■ **Problem requirements**: Convert every line of the data below into a Markdown table with the columns No. and Text. Number the rows in order and drop the blank lines.
--- BEGIN ---
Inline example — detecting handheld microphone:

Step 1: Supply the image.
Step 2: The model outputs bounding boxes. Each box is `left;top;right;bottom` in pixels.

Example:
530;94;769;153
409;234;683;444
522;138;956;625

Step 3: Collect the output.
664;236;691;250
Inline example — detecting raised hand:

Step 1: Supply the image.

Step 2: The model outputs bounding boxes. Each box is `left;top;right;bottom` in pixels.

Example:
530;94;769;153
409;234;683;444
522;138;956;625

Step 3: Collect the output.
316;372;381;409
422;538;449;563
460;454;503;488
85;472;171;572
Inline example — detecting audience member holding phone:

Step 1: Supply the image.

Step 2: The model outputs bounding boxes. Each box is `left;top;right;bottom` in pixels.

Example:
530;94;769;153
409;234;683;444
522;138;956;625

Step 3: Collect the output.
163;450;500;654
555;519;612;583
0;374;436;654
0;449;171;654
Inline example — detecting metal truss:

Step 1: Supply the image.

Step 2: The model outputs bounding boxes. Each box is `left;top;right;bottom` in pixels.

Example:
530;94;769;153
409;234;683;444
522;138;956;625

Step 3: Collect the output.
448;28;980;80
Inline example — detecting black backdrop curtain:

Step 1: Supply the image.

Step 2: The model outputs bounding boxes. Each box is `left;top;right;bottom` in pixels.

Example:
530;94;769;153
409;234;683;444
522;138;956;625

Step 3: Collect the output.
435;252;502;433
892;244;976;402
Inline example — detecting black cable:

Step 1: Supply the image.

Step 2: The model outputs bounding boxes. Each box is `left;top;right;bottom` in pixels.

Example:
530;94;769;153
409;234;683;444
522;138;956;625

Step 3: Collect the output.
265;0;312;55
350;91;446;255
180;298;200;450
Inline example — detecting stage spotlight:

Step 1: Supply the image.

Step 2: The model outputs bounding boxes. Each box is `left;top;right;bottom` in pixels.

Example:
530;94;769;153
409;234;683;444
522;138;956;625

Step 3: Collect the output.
--- END ---
■ **Expected answer**:
| No. | Text |
|---|---|
| 1 | Inline example — detecting handheld microphone: |
| 2 | Step 1: Supply the image. |
| 3 | Step 2: The model outputs bounding boxes. Each box is `left;top;right;bottom` in pixels. |
| 4 | Example: |
| 5 | 530;94;769;153 |
| 6 | 409;234;683;444 |
| 7 | 522;138;956;625 |
| 8 | Step 3: Collect the output. |
| 9 | 664;236;691;250 |
| 10 | Inline example — detecting raised hand: |
| 11 | Step 1: Supply the image. |
| 12 | Step 2: The model outputs bounding boxes. Each box is `left;top;right;bottom` in pixels. |
| 13 | Example: |
| 14 | 530;94;769;153 |
| 15 | 409;234;683;444 |
| 16 | 522;138;956;625 |
| 17 | Step 3: Collect the output. |
| 18 | 316;372;381;409 |
| 19 | 422;538;449;563 |
| 20 | 460;454;503;488 |
| 21 | 85;472;171;572 |
| 22 | Inline example — detecting audience member holding phone: |
| 23 | Step 1: Supply the image. |
| 24 | Step 2: The model outputs bounding boxes. Each box is `left;top;right;bottom` in pixels. |
| 25 | Example: |
| 26 | 530;94;769;153 |
| 27 | 409;234;683;444 |
| 28 | 522;138;956;625 |
| 29 | Step 3: Collect the output. |
| 30 | 163;450;500;654 |
| 31 | 555;519;612;583 |
| 32 | 0;374;436;654 |
| 33 | 0;449;171;654 |
| 34 | Inline example — detecting metal truss: |
| 35 | Step 1: Supply the image. |
| 36 | Step 2: The model outputs bounding boxes. Each box is `left;top;right;bottom` in pixels. |
| 37 | Example: |
| 38 | 530;94;769;153 |
| 39 | 409;234;683;444 |
| 40 | 522;138;956;625 |
| 41 | Step 3: Collect the output. |
| 42 | 448;28;980;80 |
| 43 | Inline example — detecting black backdrop curtain: |
| 44 | Step 1: Supply the image. |
| 45 | Step 2: The model outputs bounding boxes. Each box is `left;top;right;bottom` in pixels. |
| 46 | Example: |
| 47 | 530;94;769;153 |
| 48 | 409;234;683;444 |
| 49 | 522;138;956;625 |
| 50 | Step 3: Collect the output. |
| 51 | 435;252;502;433 |
| 52 | 892;244;976;402 |
| 53 | Inline example — detecting black cable: |
| 54 | Step 1: Supply the image. |
| 55 | Step 2: The model outputs bounding boxes. Each box is `left;top;right;bottom` in pixels. |
| 56 | Example: |
| 57 | 530;94;769;153 |
| 58 | 409;234;683;444 |
| 59 | 522;138;956;625 |
| 60 | Step 3: Collect the output. |
| 61 | 265;0;312;55 |
| 62 | 350;91;446;255 |
| 63 | 180;298;200;450 |
| 64 | Inline example — detecting stage spotlight: |
| 65 | Step 1: Supply the image. |
| 66 | Step 2: The model outputs bounding boxes. Each box is `left;top;right;bottom` in pixels. |
| 67 | Example: |
| 68 | 530;94;769;153 |
| 69 | 409;234;683;444 |
| 70 | 522;138;956;625 |
| 71 | Step 3: Collect the output. |